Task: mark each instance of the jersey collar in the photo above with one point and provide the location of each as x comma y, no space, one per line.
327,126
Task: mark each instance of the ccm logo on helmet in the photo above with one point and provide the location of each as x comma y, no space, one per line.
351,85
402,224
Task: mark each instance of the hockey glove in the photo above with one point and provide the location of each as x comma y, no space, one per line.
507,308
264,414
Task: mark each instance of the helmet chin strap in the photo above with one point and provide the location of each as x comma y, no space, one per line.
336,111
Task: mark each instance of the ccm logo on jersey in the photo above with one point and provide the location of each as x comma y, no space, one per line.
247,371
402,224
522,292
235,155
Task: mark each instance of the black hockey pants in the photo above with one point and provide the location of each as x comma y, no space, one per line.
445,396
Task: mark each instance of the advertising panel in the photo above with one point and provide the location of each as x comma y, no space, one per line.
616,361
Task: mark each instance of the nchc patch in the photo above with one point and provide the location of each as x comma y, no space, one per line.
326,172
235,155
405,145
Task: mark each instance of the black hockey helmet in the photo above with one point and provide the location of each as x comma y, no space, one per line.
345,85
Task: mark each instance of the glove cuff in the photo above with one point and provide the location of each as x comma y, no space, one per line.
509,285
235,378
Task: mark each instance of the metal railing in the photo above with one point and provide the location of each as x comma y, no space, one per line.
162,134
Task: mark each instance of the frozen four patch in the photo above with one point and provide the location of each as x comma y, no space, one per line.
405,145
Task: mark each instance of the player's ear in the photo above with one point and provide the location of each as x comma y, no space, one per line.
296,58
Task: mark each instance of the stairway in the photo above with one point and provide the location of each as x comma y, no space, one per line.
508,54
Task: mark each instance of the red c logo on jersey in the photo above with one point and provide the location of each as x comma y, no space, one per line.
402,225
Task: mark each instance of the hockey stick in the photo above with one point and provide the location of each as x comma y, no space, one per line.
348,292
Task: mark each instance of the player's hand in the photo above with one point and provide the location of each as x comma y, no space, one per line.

· · ·

● **Problem to solve**
Your answer must be the records above, repeated exactly.

● **Solution below**
Task: mark each instance of the jersey collar in the photo above with one point and provide the location of each as x comma y, no space, one per line.
327,126
Task: mark each instance of the ccm logo on helmet in the photo above with one point and provide the location of each as x comma y, no space, one per line.
351,85
402,224
Task: mark each instance of the hockey glove in the photo above with one point and provide the location of each as x comma y, no space, one per line.
507,308
264,414
Task: mark each instance of the helmet chin strap in the photo above with one point and provide the location of each as x comma y, no space, one per line.
336,111
Task: mark each instance of the ccm logo on jersey in the photo above with one point and provide the location of each as x comma y, no space, one per line.
247,371
402,224
522,292
235,155
Task: mark each instance of the black hockey pants in the photo above with one point and provide the location of each as x comma y, no space, one per line.
445,396
Task: mark each instance of the advertising panel in the photo above with one point and provide the location of each as x comma y, no space, one per line.
616,361
Task: mark each instance of the nchc patch in the photo above with one point and provide the location of each as x comma y, no space, one per line.
326,172
235,155
405,145
Task: mark each instance of the black hockey helmet in the photo above with one point and provide the location of each as x comma y, no space, one per line.
345,85
Task: mark each instance of the glove cuff in the photo above with one point and provide the location of each as x comma y, no space, one per line.
509,285
235,378
Task: mark each instance of the metal railing in the photo above with one point and provide the location of each as x comma y, no space, one per line.
162,134
Task: mark each instance of the frozen four patch in the photo above with one point and provide the location of each as x comma y, no space, one per line.
405,145
Task: mark each instance of the player's ear in the photo above with one point and provide the location of each as x comma y, no space, one per line.
296,58
Task: mark each instance of the stairway in the photo above with one point and provide the location of each as x comma y, no space, one per line.
508,54
Task: mark each instance of the red c logo on jersey in the photo above with one point and provide the location of each as x comma y, no space, one per line.
402,225
Task: mark each instance of the hockey stick in the photo above with one point and provide the location of each as x comma y, no space, one per line.
348,292
Task: mark each instance of the player's hand in the photo above with one point and provide the location of each as x comma y, no space, one per line.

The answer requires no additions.